** START OF The input **

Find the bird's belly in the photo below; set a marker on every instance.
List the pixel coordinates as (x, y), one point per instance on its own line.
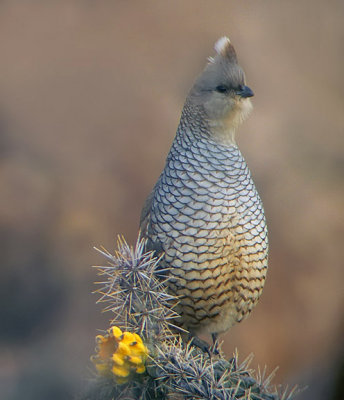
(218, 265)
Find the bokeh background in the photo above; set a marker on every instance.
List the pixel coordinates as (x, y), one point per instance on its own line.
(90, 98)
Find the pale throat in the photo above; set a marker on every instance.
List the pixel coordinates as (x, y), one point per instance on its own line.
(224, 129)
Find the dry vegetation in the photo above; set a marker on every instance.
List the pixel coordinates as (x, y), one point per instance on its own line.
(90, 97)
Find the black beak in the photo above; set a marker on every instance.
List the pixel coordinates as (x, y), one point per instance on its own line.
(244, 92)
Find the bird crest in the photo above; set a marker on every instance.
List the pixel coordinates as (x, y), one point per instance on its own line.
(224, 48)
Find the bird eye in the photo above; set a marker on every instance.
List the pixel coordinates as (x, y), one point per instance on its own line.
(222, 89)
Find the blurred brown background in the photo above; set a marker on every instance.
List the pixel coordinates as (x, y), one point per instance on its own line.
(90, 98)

** END OF The input **
** START OF The input **

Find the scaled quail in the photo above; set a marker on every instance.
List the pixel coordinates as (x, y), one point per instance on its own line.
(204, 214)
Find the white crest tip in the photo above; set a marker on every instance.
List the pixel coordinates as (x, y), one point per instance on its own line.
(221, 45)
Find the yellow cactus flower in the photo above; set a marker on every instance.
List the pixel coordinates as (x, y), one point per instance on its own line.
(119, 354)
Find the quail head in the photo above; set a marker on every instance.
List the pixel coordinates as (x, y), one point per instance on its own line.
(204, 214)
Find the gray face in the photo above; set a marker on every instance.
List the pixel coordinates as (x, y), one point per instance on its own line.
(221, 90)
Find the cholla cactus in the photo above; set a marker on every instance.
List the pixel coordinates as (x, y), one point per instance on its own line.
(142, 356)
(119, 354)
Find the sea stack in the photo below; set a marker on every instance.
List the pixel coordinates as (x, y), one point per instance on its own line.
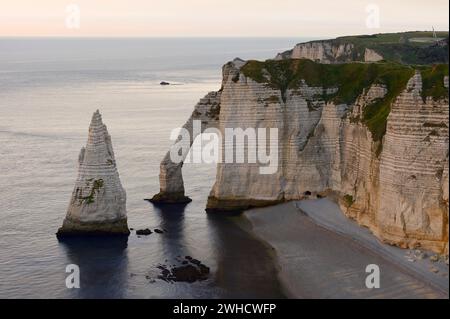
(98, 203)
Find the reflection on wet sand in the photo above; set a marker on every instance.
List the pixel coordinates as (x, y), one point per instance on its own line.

** END OF The input **

__Aim of the task__. Please report every line of the two blocks above that contains the string "quail", copying each such line; case counts.

__Solution for this task__.
Find the scaled quail in the photo above; set a marker on every instance.
Find the quail head in the photo above; set a marker on every instance.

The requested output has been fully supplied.